[Task directions]:
Each of the records below must be reproduced verbatim.

[Supplied information]:
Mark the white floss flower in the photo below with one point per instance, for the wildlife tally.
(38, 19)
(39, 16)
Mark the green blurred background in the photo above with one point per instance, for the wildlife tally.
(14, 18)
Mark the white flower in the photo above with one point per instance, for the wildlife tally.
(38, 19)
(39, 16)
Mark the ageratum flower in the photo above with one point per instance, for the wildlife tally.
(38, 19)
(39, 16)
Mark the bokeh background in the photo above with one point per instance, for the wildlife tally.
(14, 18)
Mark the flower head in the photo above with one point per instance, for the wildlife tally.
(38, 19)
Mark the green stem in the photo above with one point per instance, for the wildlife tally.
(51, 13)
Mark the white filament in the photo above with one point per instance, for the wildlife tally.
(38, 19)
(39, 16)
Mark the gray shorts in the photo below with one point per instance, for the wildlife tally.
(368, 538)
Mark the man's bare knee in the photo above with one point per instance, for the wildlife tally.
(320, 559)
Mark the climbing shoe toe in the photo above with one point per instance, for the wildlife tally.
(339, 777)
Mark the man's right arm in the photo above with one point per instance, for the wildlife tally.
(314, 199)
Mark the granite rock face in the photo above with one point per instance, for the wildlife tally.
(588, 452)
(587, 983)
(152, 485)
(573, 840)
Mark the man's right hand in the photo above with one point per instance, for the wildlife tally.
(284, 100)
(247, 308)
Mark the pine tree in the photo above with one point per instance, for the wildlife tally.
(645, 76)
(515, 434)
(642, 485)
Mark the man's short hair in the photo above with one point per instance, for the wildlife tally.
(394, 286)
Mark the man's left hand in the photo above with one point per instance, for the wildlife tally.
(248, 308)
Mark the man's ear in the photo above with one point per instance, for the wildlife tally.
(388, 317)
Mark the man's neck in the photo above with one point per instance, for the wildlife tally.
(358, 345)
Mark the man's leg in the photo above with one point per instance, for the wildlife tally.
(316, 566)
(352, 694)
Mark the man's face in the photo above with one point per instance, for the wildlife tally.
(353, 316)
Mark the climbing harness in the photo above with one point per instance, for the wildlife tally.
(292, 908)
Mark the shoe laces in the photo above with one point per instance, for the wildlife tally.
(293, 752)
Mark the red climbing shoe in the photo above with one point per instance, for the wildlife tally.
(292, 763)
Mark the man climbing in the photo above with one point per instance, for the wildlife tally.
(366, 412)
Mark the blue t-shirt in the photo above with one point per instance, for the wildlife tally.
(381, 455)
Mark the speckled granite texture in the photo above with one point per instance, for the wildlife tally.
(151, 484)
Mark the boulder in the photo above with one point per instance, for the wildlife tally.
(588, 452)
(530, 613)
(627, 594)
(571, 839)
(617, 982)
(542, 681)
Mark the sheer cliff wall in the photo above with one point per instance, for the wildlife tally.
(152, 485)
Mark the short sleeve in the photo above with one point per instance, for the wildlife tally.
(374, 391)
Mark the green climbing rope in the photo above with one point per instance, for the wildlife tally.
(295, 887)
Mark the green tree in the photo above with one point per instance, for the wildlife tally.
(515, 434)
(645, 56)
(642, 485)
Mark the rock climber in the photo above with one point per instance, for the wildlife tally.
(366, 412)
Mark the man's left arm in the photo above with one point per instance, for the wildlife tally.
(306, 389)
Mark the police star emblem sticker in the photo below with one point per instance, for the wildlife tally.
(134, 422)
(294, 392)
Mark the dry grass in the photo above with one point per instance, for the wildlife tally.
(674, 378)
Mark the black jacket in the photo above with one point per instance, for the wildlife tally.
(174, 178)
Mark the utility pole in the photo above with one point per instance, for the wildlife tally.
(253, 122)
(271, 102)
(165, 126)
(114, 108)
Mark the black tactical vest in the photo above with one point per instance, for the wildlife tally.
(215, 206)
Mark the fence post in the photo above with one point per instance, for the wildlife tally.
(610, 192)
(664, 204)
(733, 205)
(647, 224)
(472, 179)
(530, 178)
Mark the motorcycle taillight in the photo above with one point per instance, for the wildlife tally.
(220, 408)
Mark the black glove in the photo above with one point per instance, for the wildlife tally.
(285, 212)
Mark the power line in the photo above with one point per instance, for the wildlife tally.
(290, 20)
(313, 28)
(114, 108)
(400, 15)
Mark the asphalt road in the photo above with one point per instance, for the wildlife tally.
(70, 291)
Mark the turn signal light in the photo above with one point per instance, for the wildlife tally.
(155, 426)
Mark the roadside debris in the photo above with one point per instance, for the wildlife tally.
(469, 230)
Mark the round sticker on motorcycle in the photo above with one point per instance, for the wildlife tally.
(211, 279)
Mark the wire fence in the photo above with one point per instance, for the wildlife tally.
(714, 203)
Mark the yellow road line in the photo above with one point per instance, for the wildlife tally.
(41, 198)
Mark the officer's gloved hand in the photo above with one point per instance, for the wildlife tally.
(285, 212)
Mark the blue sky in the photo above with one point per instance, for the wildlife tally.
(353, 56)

[Reply]:
Mark the white floss flower in the photo below with one point per instance, for the wildlife tally.
(38, 19)
(39, 16)
Mark the green blurred background in the photo above with one point per instance, for the wildlife tally.
(14, 18)
Mark the white flower in the photo above with one point per instance, for the wildlife tally.
(38, 19)
(39, 16)
Mark the ageratum flower in the photo above with one point per instance, for the wildlife tally.
(38, 19)
(39, 16)
Mark the bokeh background in the photo above with one point per instance, for the wildlife tally.
(14, 18)
Mark the flower head in the photo above with one point per instance, for the wildlife tally.
(38, 19)
Mark the green stem in the photo above with one point per instance, for the wildlife tally.
(51, 13)
Mark the white filament in the photo above with one point per instance, for the wildlife tally.
(38, 19)
(39, 16)
Mark the gray shorts in the photo below with one point per instance, for the wildlife tally.
(368, 538)
Mark the man's bare knee in the photo above with one point per instance, for the wildlife tally.
(320, 559)
Mark the climbing shoe toe in the photo above with one point per instance, for the wildlife tally.
(339, 777)
Mark the man's right arm in the photo above with one point per instance, for the wildlife tally.
(314, 199)
Mark the granite rock face in the photo above with one point per instance, for the wildlife tally.
(588, 452)
(587, 983)
(152, 485)
(573, 840)
Mark the man's right hand in the photo above with one point per instance, for the wildlife tally.
(284, 100)
(247, 308)
Mark the pine tree in the photo above with one point per instance, for the wildlife tally.
(645, 76)
(515, 434)
(642, 485)
Mark the man's short hair in the photo above with one point per instance, for the wildlife tally.
(394, 286)
Mark the man's left hand in the photo above with one point per instance, for the wildlife tally.
(248, 308)
Mark the man's ear in the photo above with one point per instance, for the wildlife tally.
(388, 317)
Mark the man's neck in the photo above with one point per instance, for the wildlife tally.
(358, 345)
Mark the man's leg in the photo above with one point per instance, for the wildlife tally.
(316, 566)
(352, 694)
Mark the man's face in the photo above with one point per instance, for the wildlife tally.
(353, 316)
Mark the climbing harness in the photo above with one point per instance, for the wildlife tally.
(292, 908)
Mark the shoe laces in the photo above with one point per instance, for the wildlife tally.
(293, 752)
Mark the red climbing shoe in the photo above with one point per instance, for the wildlife tally.
(292, 763)
Mark the man climbing in the photo above with one point per instance, for the wildlife tally.
(366, 412)
Mark the blue t-shirt in the photo above with one point per instance, for the wildlife tally.
(381, 455)
Mark the speckled granite texture in the photo above with one point per instance, for the wildlife tally.
(151, 484)
Mark the boulder in the photo above with one point per instance, for the wildlife tally.
(588, 452)
(530, 613)
(627, 594)
(571, 839)
(617, 982)
(542, 681)
Mark the sheer cliff wall in the photo above with one point per instance, for the wildlife tally.
(152, 485)
Mark the short sleeve in the photo above with one point per instance, for the wildlife tally.
(374, 391)
Mark the green climbing rope in the photo above with one point per instance, for the wildlife tally.
(295, 887)
Mark the green tree in the photo above with one point per instance, for the wildlife tally.
(515, 434)
(645, 56)
(642, 485)
Mark the rock climber in the photo above with one point per instance, for the wildlife tally.
(366, 412)
Mark the man's left arm in the photo above with one point per instance, for the wildlife tally.
(306, 389)
Mark the police star emblem sticker in the photo below with one point per instance, for the wildlife tally.
(134, 422)
(294, 392)
Mark the dry grass in the photo above with one point per instance, for the wildlife tally.
(674, 378)
Mark the black jacket in the photo above with one point per instance, for the wildlife tally.
(174, 178)
Mark the utility pole in the photo above with one point per instance, for the wildlife tally.
(253, 122)
(271, 102)
(165, 126)
(114, 108)
Mark the black tactical vest in the photo above with one point per instance, for the wildlife tally.
(215, 206)
Mark the fence post in the photo above with one point per instance, for the wildlife tally.
(610, 192)
(664, 204)
(733, 205)
(647, 224)
(472, 179)
(530, 178)
Mark the motorcycle taillight in the photo above with one point per instance, for the wildlife tally.
(220, 408)
Mark the black glove in the photo above with one point per instance, for the wildlife tally.
(285, 212)
Mark the power line in the photo above with one point per instance, for the wildlife tally.
(290, 20)
(313, 28)
(114, 108)
(400, 15)
Mark the asphalt road in the photo above with one point per instance, for the wildlife tally.
(70, 291)
Mark the turn signal light in the photo above with one point per instance, for the wildlife tally.
(155, 426)
Mark the roadside debris in the photo above with one point per instance, for the wildlife tally.
(469, 230)
Mark the round sticker on motorcycle in the photo above with one point per instance, for the wildlife tally.
(211, 279)
Mark the wire fence in the photo above with one point per instance, for the wildlife tally.
(714, 203)
Mark the yellow road line in the photo above with one point per instance, for the wildlife tally.
(41, 198)
Mark the officer's gloved hand in the photo above with one point per instance, for the wildlife tally.
(285, 212)
Mark the blue sky in the photo above with one point per instance, for the wildlife tally.
(353, 56)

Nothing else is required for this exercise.